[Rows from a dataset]
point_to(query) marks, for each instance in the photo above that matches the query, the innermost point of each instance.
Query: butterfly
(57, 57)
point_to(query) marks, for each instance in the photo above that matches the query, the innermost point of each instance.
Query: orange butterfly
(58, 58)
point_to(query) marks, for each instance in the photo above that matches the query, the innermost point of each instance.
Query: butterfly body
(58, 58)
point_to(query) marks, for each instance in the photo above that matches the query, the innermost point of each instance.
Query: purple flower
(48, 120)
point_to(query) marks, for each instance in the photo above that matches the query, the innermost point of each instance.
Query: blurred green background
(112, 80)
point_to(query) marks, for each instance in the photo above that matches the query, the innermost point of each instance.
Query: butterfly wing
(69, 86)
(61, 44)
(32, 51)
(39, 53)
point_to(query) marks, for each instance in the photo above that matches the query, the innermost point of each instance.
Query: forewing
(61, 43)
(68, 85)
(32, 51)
==
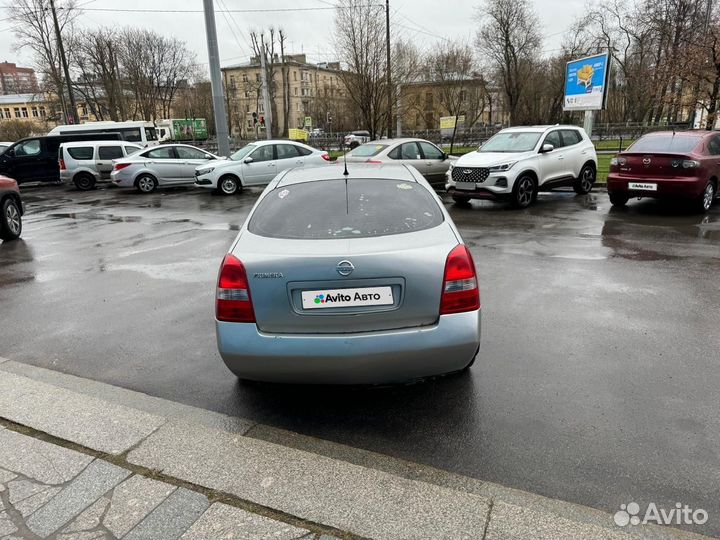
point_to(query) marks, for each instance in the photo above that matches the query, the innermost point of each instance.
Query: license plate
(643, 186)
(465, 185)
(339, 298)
==
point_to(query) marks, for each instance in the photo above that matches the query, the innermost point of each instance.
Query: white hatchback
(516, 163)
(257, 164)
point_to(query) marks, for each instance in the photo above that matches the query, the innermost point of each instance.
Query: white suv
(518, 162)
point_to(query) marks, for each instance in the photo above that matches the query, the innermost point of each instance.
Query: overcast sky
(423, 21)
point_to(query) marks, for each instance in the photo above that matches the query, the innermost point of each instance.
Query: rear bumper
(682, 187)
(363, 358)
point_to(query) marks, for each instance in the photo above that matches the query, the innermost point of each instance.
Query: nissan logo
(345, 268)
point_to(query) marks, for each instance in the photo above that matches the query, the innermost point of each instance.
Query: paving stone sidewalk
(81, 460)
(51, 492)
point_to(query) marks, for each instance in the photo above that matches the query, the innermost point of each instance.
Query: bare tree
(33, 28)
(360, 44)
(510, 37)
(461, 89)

REQUIREMENT =
Copy out each line of the records above that contains the word "butterfly" and leave out all other lines.

WRITTEN SOLUTION =
Query: butterfly
Query: orange butterfly
Query: butterfly body
Query: butterfly wing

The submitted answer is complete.